=== Data shown ===

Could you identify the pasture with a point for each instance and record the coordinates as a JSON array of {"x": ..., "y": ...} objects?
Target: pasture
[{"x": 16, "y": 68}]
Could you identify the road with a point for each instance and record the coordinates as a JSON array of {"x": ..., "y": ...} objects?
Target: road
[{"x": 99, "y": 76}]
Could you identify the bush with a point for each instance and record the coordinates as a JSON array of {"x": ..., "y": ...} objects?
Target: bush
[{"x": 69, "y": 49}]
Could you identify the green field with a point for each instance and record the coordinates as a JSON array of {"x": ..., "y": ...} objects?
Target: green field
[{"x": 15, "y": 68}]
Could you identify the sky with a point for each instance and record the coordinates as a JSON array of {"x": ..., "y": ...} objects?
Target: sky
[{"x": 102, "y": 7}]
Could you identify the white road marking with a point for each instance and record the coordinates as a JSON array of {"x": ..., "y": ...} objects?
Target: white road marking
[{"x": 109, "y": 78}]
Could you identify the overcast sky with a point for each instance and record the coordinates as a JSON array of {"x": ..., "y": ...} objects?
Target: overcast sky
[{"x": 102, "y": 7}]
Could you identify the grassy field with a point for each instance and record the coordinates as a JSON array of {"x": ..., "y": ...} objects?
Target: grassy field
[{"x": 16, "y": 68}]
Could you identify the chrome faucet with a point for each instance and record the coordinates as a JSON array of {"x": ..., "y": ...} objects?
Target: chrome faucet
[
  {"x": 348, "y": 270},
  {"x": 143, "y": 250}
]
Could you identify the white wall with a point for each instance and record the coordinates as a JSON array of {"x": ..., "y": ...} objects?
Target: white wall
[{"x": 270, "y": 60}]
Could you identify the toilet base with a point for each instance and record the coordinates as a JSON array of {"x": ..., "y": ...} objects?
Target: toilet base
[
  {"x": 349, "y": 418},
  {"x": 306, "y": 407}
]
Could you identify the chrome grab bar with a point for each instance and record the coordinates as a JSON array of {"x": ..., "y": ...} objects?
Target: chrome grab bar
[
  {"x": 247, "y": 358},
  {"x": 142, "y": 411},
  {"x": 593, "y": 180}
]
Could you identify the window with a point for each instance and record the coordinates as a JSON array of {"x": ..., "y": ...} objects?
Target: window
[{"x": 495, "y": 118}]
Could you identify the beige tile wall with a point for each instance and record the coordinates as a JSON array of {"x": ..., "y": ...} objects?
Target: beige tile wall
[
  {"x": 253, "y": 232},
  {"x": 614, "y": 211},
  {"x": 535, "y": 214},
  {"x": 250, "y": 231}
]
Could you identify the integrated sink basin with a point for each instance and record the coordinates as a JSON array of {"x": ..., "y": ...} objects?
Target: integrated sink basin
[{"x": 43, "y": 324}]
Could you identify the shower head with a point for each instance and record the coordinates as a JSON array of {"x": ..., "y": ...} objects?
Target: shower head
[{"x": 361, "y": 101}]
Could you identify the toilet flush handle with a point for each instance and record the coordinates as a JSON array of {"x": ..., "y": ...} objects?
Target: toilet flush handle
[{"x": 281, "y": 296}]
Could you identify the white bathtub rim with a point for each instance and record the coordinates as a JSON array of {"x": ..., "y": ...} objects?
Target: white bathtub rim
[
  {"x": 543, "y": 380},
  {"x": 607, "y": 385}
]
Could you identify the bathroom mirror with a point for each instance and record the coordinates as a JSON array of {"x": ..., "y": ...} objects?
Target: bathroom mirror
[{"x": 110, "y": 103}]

===

Exercise: Please write out all the rows above again, substituting "locate" for each occurrence of "identify" and keeping everything else unchanged.

Result:
Could you locate the pasture with a point for each instance and record the coordinates as a JSON array of {"x": ..., "y": ...} objects?
Target: pasture
[{"x": 16, "y": 68}]
Could you locate the road with a point for each instance and record the coordinates as a JSON array of {"x": ..., "y": ...} objects?
Target: road
[{"x": 99, "y": 76}]
Could you locate the bush with a point for each instance and record the coordinates as a JSON array of {"x": ..., "y": ...} objects?
Target: bush
[{"x": 69, "y": 49}]
Could you locate the green field with a point for each instance and record the coordinates as a JSON array of {"x": ..., "y": ...} objects?
Target: green field
[{"x": 15, "y": 68}]
Could you locate the sky with a point for each instance and record the coordinates as a JSON array of {"x": ..., "y": ...} objects?
Target: sky
[{"x": 102, "y": 7}]
Could you locate the white road marking with a point for each instance and record the coordinates as a JSON array of {"x": ..., "y": ...} objects?
Target: white road marking
[{"x": 109, "y": 78}]
Could you locate the overcast sky with a point for each instance and record the coordinates as a JSON array of {"x": ..., "y": ...} objects?
Target: overcast sky
[{"x": 102, "y": 7}]
Could you locate the grassy field with a point for each instance and record the coordinates as a JSON array of {"x": ..., "y": ...} objects?
Target: grassy field
[{"x": 16, "y": 68}]
Could you locate the chrome faucet with a point for each instance and record the coordinates as a JSON array of {"x": ..., "y": ...} objects?
Target: chrome faucet
[
  {"x": 348, "y": 270},
  {"x": 143, "y": 250}
]
Could you locate the white wall with a point for each instance and record the coordinates as a JSON array of {"x": ..., "y": ...} objects?
Target: white wall
[{"x": 270, "y": 60}]
Could you locate the toilet base with a point for each instance and record the coordinates as a JSON array of {"x": ..., "y": ...} objects?
Target: toilet base
[
  {"x": 349, "y": 418},
  {"x": 306, "y": 407}
]
Could you locate the chrome grab bar with a point for each instance and record the coordinates as a JSON array of {"x": ..., "y": ...} objects?
Target: chrome grab bar
[
  {"x": 247, "y": 358},
  {"x": 142, "y": 411},
  {"x": 593, "y": 180}
]
Could you locate the window with a point for each instance and record the coordinates as a JSON array of {"x": ..., "y": ...} objects?
Target: window
[{"x": 495, "y": 118}]
Could you locate the beige tile wall with a point for each instance and record the coordinates as a JSON array of {"x": ..., "y": ...} objects?
Target: beige tile wall
[
  {"x": 253, "y": 232},
  {"x": 614, "y": 211},
  {"x": 535, "y": 214},
  {"x": 250, "y": 231}
]
Could you locate the integrated sink basin with a point for each instance and record the coordinates as a JSON array of {"x": ..., "y": ...} objects?
Target: integrated sink basin
[{"x": 43, "y": 324}]
Could you locate the shower head with a point for each instance and record the coordinates as a JSON array of {"x": ..., "y": ...} objects?
Target: shower head
[{"x": 361, "y": 101}]
Could you locate the toilet flush handle with a point for each instance and record the coordinates as a JSON array of {"x": ..., "y": ...} objects?
Target: toilet flush handle
[{"x": 281, "y": 296}]
Could you locate the white bathtub rim with a point for each instance and record the coordinates as a JSON array of {"x": ..., "y": ...} objects?
Target: white bathtub rim
[
  {"x": 543, "y": 380},
  {"x": 607, "y": 385}
]
Could you locate the bathroom mirror with a point for each instance and record the coordinates as a JSON array of {"x": ..., "y": ...} objects?
Target: bathroom mirror
[{"x": 110, "y": 103}]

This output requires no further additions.